(Record excerpts begins)
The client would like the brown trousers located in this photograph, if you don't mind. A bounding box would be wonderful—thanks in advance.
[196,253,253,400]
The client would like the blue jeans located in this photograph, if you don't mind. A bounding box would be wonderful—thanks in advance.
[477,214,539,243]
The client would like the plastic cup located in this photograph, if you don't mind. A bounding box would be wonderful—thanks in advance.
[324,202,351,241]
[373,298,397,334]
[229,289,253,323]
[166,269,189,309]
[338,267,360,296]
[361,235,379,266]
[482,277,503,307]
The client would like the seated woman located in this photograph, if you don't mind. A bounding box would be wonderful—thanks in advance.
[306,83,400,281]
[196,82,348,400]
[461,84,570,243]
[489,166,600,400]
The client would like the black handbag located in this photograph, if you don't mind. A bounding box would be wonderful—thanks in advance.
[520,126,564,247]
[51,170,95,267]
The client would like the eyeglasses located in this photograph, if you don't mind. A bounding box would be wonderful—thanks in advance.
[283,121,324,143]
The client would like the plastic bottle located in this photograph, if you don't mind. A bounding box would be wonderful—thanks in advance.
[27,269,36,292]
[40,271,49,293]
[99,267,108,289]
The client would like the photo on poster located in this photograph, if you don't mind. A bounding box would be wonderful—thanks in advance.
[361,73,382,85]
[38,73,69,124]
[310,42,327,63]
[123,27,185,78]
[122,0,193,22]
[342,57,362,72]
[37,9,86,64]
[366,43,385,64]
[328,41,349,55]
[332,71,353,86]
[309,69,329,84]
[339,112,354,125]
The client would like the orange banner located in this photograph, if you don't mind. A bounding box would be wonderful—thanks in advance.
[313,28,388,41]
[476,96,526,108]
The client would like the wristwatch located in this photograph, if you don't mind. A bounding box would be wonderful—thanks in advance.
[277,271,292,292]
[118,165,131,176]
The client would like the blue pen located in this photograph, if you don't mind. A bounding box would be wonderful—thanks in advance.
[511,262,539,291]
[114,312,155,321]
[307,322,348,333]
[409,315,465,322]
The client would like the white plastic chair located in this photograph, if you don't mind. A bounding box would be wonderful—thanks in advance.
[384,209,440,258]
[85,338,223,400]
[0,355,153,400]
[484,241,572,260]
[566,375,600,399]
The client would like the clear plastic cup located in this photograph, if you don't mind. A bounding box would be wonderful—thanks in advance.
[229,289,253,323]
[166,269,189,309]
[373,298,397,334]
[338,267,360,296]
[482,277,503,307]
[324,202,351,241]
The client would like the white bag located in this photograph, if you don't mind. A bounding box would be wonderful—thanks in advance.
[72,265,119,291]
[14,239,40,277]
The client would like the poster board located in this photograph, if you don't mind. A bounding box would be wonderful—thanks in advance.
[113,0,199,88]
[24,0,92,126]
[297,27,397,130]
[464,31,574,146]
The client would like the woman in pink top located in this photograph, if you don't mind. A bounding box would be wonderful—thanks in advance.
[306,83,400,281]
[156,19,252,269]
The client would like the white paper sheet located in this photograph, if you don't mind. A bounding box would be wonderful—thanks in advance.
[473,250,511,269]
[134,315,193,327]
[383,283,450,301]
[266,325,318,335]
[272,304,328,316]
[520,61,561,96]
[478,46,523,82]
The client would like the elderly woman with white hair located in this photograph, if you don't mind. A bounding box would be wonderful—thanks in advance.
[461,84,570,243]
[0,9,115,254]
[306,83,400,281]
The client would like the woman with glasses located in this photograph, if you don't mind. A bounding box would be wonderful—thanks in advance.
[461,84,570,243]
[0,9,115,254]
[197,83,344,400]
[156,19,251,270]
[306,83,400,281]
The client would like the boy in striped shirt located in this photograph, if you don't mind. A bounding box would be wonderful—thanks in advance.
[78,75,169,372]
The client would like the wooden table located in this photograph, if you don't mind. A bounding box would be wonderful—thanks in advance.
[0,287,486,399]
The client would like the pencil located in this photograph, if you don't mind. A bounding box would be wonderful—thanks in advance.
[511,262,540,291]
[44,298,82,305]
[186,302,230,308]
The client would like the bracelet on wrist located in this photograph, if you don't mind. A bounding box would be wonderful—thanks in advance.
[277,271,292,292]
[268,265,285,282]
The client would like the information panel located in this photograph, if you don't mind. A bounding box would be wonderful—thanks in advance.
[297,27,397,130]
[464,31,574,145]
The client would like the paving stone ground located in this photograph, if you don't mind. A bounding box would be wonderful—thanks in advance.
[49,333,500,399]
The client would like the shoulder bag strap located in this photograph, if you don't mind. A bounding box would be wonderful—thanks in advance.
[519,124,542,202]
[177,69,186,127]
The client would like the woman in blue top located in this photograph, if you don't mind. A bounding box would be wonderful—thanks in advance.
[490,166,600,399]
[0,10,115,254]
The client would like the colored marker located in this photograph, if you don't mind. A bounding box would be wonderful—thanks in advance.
(Record excerpts ends)
(Record excerpts begins)
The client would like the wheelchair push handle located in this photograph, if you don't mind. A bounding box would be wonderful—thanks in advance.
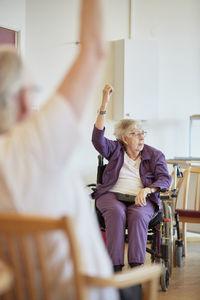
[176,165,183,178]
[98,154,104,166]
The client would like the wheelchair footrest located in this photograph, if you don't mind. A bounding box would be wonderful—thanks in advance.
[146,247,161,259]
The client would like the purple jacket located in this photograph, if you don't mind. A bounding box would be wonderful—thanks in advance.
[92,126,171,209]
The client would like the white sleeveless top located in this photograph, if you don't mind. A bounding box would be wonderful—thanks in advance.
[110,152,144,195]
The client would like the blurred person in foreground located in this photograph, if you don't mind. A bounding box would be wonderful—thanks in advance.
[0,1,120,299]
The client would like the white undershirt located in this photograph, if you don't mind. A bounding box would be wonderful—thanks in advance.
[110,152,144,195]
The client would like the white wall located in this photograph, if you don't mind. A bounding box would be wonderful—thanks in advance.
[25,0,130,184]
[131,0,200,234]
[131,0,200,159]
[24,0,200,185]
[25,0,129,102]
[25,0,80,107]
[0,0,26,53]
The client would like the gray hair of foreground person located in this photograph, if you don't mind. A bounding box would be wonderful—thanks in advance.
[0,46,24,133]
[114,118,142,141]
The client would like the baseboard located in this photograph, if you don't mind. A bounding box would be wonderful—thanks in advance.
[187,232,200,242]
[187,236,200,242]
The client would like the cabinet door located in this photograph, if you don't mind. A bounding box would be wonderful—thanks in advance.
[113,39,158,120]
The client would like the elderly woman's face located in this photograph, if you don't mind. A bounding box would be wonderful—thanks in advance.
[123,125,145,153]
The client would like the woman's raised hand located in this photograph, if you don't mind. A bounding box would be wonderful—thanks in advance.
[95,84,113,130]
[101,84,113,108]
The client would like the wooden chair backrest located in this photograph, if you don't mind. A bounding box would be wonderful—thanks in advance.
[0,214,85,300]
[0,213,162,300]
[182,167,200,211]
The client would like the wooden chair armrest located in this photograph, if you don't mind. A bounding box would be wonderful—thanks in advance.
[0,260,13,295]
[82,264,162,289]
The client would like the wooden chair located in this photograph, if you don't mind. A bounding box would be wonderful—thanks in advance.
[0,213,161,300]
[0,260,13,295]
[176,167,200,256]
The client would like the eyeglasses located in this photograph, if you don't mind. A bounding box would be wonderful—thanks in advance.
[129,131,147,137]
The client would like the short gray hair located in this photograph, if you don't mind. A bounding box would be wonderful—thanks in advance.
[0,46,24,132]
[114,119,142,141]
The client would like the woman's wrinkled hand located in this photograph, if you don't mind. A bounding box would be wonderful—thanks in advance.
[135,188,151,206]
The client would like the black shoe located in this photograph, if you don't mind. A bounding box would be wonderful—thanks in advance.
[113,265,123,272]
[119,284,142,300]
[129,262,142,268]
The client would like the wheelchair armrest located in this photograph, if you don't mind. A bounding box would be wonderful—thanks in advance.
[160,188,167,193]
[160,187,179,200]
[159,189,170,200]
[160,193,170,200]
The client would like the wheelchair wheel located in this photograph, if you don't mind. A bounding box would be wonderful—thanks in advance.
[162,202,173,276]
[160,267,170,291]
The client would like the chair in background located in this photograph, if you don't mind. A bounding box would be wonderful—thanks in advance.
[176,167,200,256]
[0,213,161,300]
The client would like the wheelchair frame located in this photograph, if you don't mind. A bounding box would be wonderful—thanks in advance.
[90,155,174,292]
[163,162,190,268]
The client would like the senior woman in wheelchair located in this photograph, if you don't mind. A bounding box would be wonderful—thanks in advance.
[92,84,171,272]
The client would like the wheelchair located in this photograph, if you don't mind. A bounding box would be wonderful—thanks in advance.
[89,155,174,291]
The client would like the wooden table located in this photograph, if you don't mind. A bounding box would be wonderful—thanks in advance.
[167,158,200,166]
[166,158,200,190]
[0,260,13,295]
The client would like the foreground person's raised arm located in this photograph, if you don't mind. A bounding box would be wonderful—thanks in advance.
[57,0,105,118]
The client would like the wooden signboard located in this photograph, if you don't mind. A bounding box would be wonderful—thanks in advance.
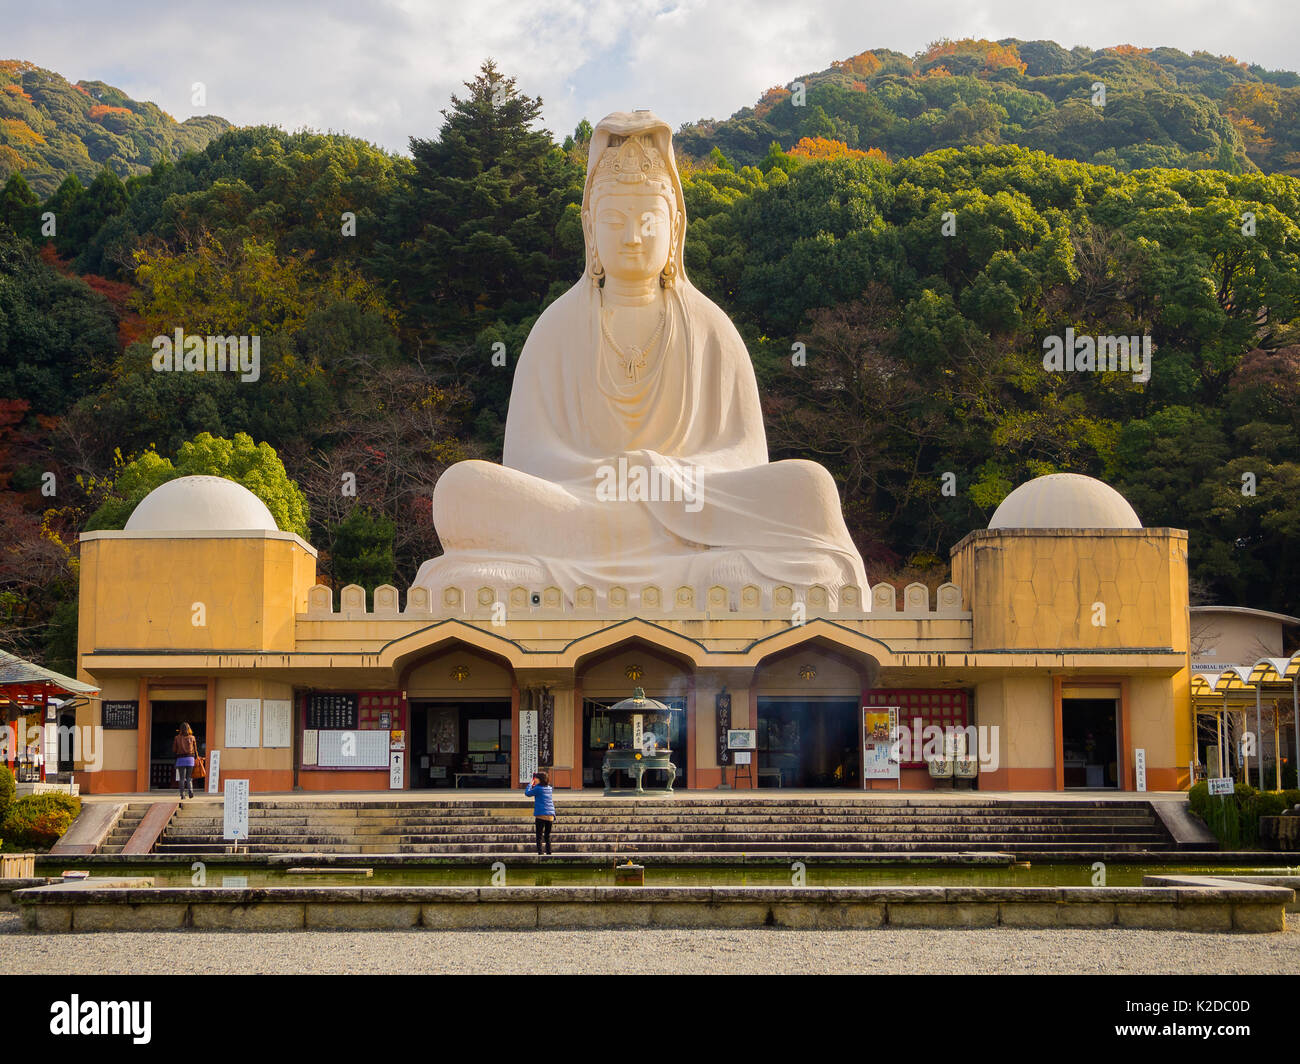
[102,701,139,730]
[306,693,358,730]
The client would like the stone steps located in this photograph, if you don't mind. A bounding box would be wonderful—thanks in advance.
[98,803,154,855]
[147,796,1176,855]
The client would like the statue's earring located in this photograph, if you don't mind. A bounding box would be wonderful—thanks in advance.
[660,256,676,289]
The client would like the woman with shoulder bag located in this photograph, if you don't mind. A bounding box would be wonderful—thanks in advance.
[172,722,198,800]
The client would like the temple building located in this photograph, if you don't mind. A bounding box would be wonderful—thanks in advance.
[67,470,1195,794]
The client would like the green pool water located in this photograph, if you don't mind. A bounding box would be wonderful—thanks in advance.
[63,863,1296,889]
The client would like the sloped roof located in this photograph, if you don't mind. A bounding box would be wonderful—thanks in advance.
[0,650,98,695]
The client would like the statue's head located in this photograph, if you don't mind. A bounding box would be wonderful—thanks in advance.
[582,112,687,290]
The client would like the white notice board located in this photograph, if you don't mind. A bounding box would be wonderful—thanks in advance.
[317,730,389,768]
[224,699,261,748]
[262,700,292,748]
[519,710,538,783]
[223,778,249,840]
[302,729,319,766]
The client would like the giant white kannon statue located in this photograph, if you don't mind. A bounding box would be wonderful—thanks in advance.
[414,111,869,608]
(Record excerpts ends)
(Record excerpts begins)
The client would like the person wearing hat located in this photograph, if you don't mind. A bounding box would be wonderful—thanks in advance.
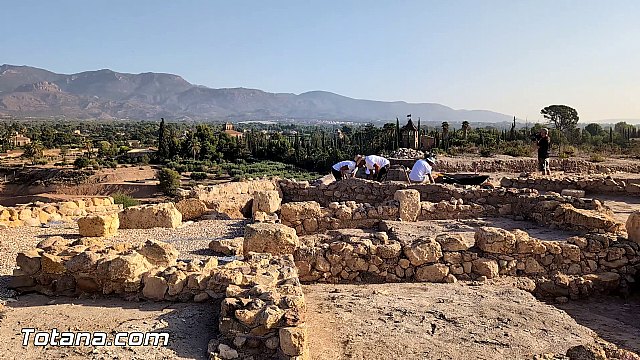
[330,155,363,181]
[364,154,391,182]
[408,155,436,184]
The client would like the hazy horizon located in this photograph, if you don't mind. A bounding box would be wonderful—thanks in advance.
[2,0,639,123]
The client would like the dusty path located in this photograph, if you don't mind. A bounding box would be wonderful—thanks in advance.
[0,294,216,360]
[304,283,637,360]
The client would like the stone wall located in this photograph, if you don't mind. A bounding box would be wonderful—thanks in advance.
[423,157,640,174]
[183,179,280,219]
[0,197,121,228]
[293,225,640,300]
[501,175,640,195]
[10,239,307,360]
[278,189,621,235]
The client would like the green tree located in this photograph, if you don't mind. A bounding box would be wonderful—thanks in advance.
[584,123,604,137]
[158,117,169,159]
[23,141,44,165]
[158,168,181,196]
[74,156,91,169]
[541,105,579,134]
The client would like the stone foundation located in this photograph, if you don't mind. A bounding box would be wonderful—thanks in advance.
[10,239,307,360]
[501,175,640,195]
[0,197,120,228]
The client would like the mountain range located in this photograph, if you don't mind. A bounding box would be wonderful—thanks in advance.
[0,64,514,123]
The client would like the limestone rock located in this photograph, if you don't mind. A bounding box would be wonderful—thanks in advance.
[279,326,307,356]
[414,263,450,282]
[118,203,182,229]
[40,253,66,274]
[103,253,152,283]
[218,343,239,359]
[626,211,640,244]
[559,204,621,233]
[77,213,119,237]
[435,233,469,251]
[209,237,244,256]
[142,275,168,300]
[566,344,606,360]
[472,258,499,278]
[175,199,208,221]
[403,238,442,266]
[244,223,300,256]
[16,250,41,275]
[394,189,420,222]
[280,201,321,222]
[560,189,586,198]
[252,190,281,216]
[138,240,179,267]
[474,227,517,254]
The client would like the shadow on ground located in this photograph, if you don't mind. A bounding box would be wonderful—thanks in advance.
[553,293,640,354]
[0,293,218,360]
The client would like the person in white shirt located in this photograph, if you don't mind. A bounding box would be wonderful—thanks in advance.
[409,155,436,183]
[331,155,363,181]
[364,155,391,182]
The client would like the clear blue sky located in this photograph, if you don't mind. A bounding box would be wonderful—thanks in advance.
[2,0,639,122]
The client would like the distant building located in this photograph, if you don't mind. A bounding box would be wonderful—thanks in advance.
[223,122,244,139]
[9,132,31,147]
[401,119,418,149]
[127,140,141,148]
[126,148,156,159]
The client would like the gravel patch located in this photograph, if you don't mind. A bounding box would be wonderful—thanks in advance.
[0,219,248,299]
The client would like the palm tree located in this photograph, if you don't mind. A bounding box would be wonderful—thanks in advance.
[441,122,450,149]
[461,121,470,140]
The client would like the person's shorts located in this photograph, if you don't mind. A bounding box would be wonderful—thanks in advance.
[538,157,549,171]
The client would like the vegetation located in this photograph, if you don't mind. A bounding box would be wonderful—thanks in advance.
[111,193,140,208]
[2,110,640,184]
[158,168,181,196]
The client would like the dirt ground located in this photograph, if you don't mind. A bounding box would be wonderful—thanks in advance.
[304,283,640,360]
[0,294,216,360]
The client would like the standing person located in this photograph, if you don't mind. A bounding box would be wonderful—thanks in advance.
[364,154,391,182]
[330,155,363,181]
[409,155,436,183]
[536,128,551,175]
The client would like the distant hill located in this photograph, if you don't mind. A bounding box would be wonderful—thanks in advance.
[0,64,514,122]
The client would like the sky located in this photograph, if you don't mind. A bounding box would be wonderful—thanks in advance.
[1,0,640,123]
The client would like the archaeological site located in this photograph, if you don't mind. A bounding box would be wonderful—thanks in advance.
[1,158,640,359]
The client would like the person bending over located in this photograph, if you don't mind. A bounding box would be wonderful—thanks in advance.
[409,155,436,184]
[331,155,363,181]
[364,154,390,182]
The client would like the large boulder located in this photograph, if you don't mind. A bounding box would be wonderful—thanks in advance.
(Record excerpts ends)
The reply should hold only the lines of the listing above starting at the line containing "The client would like the archaeological" and ending at the line containing "The client would like the large", exactly as written.

The client would like the archaeological site located in this photograph, if you don't mind. A bounding box would be wonderful—thanks in advance.
[1,158,640,359]
The client would like the person bending over located in this photograph, if you don't mind. A bounding box would be wonderful—thanks in advance.
[409,155,436,184]
[331,155,363,181]
[364,154,390,182]
The client would like the large boulder located in this photograph, if you don't mind. A bounding box would be wonderful—thanks in advance.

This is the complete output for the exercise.